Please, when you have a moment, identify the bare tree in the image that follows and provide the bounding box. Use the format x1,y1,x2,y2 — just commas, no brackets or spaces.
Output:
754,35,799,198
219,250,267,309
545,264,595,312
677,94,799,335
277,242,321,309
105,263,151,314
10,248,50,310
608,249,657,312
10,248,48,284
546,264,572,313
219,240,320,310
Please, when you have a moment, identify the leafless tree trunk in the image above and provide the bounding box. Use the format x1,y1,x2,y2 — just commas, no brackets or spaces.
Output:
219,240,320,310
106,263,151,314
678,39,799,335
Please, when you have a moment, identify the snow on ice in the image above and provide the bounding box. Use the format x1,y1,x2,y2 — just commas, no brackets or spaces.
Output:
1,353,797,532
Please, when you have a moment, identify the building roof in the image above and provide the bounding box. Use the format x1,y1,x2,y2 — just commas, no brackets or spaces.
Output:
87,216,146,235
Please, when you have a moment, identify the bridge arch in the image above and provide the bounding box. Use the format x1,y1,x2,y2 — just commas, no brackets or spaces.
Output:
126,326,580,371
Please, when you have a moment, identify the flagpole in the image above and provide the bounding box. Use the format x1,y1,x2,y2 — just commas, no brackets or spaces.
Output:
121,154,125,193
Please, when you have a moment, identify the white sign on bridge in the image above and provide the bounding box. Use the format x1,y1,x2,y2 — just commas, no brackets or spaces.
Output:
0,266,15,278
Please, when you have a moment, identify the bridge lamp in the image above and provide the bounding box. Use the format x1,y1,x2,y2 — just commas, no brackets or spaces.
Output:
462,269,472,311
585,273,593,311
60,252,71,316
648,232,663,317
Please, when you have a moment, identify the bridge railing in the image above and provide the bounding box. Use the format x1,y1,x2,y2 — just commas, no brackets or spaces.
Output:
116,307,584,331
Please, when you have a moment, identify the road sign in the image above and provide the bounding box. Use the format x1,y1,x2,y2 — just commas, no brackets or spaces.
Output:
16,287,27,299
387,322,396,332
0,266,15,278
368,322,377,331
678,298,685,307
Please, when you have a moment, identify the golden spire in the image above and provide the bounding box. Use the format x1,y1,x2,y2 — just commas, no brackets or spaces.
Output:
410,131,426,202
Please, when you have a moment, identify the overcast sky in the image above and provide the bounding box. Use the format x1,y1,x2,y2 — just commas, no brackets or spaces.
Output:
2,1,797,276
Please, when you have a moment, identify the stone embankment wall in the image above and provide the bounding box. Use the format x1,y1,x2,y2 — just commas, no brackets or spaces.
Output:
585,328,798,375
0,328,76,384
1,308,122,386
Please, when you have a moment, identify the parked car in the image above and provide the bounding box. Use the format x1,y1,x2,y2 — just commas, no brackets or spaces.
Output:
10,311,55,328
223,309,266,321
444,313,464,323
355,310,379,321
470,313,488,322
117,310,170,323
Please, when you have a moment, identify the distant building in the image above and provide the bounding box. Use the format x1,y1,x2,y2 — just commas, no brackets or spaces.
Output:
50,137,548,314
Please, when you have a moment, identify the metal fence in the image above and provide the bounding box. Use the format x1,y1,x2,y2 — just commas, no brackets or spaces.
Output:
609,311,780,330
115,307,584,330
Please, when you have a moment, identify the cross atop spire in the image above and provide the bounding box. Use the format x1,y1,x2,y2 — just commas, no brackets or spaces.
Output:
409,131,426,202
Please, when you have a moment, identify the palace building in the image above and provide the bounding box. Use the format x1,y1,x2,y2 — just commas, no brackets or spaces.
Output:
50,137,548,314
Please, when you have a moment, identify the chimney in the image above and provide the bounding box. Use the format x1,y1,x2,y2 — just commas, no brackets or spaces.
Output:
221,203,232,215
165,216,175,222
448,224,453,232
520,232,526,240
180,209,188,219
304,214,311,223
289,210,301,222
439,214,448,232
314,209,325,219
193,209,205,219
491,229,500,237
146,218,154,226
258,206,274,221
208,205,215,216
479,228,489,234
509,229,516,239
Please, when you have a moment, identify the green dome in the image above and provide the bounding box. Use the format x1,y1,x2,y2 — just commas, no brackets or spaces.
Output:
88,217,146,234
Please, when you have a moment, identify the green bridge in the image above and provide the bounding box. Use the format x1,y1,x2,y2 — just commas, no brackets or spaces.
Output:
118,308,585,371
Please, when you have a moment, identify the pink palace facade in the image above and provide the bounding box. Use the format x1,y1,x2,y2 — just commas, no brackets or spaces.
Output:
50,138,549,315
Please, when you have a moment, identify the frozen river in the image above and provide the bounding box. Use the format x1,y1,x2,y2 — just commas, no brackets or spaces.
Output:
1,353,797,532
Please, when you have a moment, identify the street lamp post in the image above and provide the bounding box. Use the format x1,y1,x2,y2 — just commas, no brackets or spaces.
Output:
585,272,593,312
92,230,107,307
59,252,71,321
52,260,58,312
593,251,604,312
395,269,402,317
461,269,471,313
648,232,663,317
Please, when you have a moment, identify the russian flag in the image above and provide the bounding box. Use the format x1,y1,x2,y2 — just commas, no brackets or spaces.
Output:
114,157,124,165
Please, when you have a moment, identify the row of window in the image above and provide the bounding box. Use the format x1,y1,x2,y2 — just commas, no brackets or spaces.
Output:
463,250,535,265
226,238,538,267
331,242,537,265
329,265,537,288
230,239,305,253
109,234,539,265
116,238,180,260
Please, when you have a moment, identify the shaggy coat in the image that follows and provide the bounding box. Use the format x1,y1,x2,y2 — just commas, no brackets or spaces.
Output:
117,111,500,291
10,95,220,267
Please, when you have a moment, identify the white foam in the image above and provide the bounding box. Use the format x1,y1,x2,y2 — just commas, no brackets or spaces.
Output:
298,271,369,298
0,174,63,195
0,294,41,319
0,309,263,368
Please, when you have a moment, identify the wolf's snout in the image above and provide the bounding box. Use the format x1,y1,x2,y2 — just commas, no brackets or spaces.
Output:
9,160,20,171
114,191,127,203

---

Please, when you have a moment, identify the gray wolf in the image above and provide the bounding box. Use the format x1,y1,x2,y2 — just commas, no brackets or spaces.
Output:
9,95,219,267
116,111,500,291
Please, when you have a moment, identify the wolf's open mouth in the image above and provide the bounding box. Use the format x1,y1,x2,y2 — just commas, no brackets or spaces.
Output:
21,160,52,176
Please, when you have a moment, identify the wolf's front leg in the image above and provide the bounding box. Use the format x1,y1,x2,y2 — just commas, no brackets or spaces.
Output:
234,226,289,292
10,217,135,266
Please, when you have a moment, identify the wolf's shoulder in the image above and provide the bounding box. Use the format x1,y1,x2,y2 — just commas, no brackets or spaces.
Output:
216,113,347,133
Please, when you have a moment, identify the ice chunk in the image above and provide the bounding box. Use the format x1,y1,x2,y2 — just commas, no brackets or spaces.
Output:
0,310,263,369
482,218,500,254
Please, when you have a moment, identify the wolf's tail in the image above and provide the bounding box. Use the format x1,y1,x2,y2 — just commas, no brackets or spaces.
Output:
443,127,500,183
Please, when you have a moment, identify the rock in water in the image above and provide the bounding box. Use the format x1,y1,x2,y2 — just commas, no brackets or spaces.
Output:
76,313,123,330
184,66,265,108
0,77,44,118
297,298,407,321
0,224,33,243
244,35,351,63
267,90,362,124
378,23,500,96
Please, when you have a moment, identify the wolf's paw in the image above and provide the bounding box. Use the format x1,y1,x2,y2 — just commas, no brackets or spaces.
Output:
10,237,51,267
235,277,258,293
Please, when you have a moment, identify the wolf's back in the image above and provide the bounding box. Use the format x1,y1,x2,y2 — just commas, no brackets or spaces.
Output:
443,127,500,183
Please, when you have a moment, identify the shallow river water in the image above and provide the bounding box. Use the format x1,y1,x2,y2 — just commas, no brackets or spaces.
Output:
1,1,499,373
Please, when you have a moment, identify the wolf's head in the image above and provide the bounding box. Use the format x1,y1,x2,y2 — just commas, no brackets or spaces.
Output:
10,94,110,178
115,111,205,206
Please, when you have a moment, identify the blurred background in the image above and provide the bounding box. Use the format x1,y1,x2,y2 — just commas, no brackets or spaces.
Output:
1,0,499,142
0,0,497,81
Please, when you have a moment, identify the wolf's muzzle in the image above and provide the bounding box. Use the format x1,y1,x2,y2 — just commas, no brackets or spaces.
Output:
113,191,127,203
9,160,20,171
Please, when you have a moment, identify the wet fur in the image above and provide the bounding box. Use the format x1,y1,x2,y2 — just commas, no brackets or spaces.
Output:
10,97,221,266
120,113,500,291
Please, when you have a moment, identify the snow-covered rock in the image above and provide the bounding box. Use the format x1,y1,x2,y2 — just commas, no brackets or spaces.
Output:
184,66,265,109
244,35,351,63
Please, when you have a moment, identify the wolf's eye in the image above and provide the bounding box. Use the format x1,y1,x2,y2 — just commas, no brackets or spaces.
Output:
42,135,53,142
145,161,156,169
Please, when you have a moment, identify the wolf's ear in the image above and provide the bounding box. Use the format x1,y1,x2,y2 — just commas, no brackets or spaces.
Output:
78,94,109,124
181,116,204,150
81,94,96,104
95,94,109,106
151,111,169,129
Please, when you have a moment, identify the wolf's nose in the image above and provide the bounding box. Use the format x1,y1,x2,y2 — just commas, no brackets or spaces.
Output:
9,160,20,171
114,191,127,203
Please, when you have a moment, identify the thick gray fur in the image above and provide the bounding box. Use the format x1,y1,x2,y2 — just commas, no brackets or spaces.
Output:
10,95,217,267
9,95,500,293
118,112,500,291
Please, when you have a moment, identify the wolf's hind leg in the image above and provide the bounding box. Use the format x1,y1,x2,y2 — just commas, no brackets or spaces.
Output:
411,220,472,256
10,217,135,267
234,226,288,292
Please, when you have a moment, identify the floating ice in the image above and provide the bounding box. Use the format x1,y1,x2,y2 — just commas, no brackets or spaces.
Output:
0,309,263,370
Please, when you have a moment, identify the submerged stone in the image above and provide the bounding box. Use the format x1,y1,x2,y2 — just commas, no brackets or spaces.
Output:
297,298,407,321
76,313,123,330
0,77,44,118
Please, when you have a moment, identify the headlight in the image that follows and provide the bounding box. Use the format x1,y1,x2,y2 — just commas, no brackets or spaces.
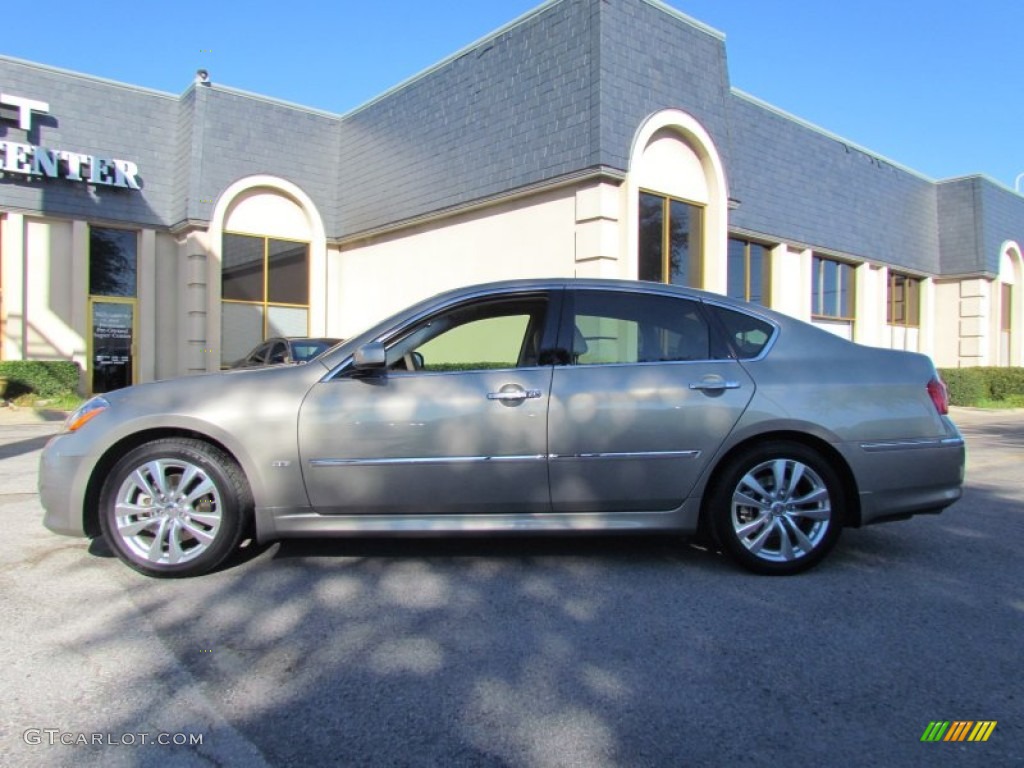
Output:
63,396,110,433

» **Task to complete**
Among the lines above, please find those with "lamp" and copy them.

» **Answer to this task**
Please, when you have a moment, identify the bridge lamp in the image above and provide the bounding box. Use the format x1,y1,x2,y2 — just commas, no brackets or spaces.
Please, when you have a moment, identify the street lamp post in the image above and provide the bounding box. Use the format x1,y1,x2,y2 — just commas, no brackets or spaces.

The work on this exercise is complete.